> _Document extract_:
┏━━
Retinal Ganglion Cells With a Glaucoma OPTN(E50K) Mutation Exhibit Neurodegenerative Phenotypes when Derived from Three-Dimensional Retinal Organoids

• Published in: Stem cell reports Vol. 15; no. 1; pp. 52 - 66
• Main Authors: VanderWall, Kirstin B., Huang, Kang-Chieh, Pan, Yanling, Lavekar, Sailee S., Fligor, Clarisse M., Allsop, Anna R., Lentsch, Kelly A., Dang, Pengtao, Zhang, Chi, Tseng, Henry C., Cummins, Theodore R., Meyer, Jason S.
• Format: Journal Article
• Language: English
• Published: United States Elsevier Inc 14.07.2020; Elsevier
• Subjects: autophagy; CRISPR; differentiation; disease; gene editing; glaucoma; iPSC; modeling; neurodegeneration; retina; stem cell; CRISPR; autophagy; differentiation; disease; modeling; stem cell; retina; glaucoma; iPSC; neurodegeneration; gene editing
• ISSN: 2213-6711; 2213-6711
• DOI: 10.1016/j.stemcr.2020.05.009

Retinal ganglion cells (RGCs) serve as the connection between the eye and the brain, with this connection disrupted in glaucoma. Numerous cellular mechanisms have been associated with glaucomatous neurodegeneration, and useful cellular models of glaucoma allow for the precise analysis of degenerative phenotypes. Human pluripotent stem cells (hPSCs) serve as powerful tools for studying human disease, particularly cellular mechanisms underlying neurodegeneration. Thus, efforts focused upon hPSCs with an E50K mutation in the Optineurin (OPTN) gene, a leading cause of inherited forms of glaucoma. CRISPR/Cas9 gene editing introduced the OPTN(E50K) mutation into existing lines of hPSCs, as well as generating isogenic controls from patient-derived lines. RGCs differentiated from OPTN(E50K) hPSCs exhibited numerous neurodegenerative deficits, including neurite retraction, autophagy dysfunction, apoptosis, and increased excitability. These results demonstrate the utility of OPTN(E50K) RGCs as an in vitro model of neurodegeneration, with the opportunity to develop novel therapeutic approaches for glaucoma. [Display omitted] •CRISPR/Cas9 engineering of OPTN(E50K) glaucomatous hPSCs and isogenic controls•RNA sequencing displays important pathways linked to glaucomatous neurodegeneration•OPTN(E50K) RGCs encompass numerous neurodegenerative mechanisms In this article, VanderWall, Huang and colleagues present the extensive characterization of the OPTN(E50K) mutation in hPSC-derived RGCs using CRISPR/Cas9-engineered disease lines and isogenic controls. Results presented a detailed analysis of numerous neurodegenerative phenotypes observed in OPTN(E50K) RGCs and provide the opportunity to explore new targets for therapeutic intervention.
┗━━
> _Information shown_:
┏━━
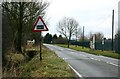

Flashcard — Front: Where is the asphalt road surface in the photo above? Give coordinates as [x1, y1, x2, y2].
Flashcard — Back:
[44, 44, 120, 79]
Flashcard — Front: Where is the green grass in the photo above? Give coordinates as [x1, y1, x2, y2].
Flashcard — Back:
[4, 46, 74, 77]
[56, 44, 120, 59]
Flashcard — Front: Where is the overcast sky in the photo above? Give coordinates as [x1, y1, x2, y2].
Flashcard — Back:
[43, 0, 120, 38]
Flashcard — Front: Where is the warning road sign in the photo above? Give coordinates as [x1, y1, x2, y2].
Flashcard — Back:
[32, 16, 48, 32]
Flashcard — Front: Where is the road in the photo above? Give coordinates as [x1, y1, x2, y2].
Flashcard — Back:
[44, 44, 120, 77]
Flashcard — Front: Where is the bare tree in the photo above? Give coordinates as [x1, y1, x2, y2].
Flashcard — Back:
[2, 1, 49, 53]
[57, 17, 79, 48]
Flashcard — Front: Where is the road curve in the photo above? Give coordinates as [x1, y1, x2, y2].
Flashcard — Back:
[44, 44, 120, 79]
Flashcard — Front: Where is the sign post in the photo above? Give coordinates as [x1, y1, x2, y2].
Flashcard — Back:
[32, 16, 48, 61]
[40, 32, 42, 61]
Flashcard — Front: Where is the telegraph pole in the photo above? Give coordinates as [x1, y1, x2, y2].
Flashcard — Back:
[40, 32, 42, 61]
[82, 26, 84, 48]
[112, 9, 114, 51]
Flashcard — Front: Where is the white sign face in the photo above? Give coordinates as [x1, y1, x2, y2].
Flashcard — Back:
[32, 16, 48, 32]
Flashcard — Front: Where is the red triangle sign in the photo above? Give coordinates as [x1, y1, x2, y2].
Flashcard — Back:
[32, 16, 48, 32]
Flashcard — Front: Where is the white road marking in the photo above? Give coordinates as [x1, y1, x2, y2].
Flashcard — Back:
[68, 64, 82, 78]
[90, 58, 120, 67]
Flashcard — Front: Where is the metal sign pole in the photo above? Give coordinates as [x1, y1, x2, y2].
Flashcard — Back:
[40, 32, 42, 61]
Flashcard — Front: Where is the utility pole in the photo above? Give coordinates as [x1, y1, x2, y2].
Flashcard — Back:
[112, 9, 114, 51]
[82, 26, 84, 48]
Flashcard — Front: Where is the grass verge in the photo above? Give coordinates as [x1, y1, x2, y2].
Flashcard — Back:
[4, 46, 73, 77]
[56, 44, 120, 59]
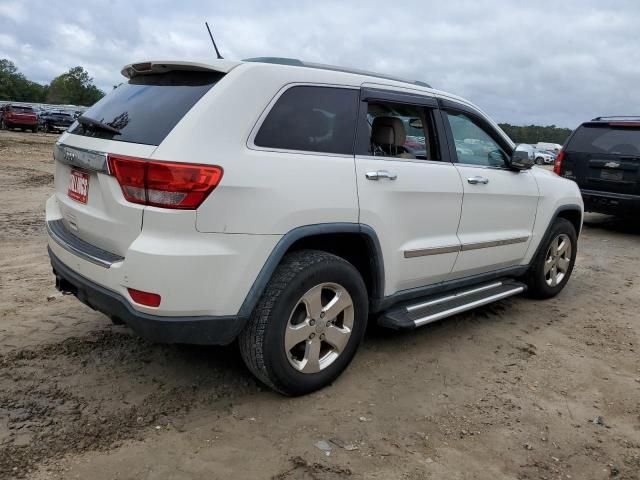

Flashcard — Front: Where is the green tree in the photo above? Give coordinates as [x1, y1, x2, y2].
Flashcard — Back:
┗━━
> _Assignment 1_:
In the OPTN(E50K) abstract, restate the paragraph beginning "Retinal ganglion cells (RGCs) serve as the connection" as a short bulleted list that keeps its main facts.
> _Assignment 2_:
Decide whether each statement agrees with the OPTN(E50K) abstract. Answer yes or no, and quote the deciding words.
(a) CRISPR/Cas9 gene editing was used to introduce the OPTN(E50K) mutation into hPSC lines.
(b) RGCs derived from OPTN(E50K) hPSCs showed decreased excitability.
(c) The article appeared in volume 15 of Stem cell reports.

> _Task result 1_:
- Retinal ganglion cells (RGCs) connect the eye to the brain, and glaucoma disrupts this connection.
- Many cellular mechanisms are linked to glaucomatous neurodegeneration. Useful cellular models of glaucoma allow precise analysis of degenerative phenotypes.
- Human pluripotent stem cells (hPSCs) are powerful tools for studying human disease, especially the cellular mechanisms of neurodegeneration.
- The work focused on hPSCs with an E50K mutation in the Optineurin (OPTN) gene, a leading cause of inherited glaucoma.
- CRISPR/Cas9 gene editing introduced OPTN(E50K) into existing hPSC lines. It also generated isogenic controls from patient-derived lines.
- RNA sequencing showed important pathways linked to glaucomatous neurodegeneration.
- RGCs from OPTN(E50K) hPSCs showed neurite retraction, autophagy dysfunction, apoptosis, and increased excitability.
- These RGCs are useful as an in vitro model of neurodegeneration and offer a chance to develop new therapeutic approaches and targets for glaucoma.

> _Task result 2_:
(a) Yes: "CRISPR/Cas9 gene editing introduced the OPTN(E50K) mutation into existing lines of hPSCs"
(b) No: "including neurite retraction, autophagy dysfunction, apoptosis, and increased excitability"
(c) Yes: "Stem cell reports Vol. 15; no. 1; pp. 52 - 66"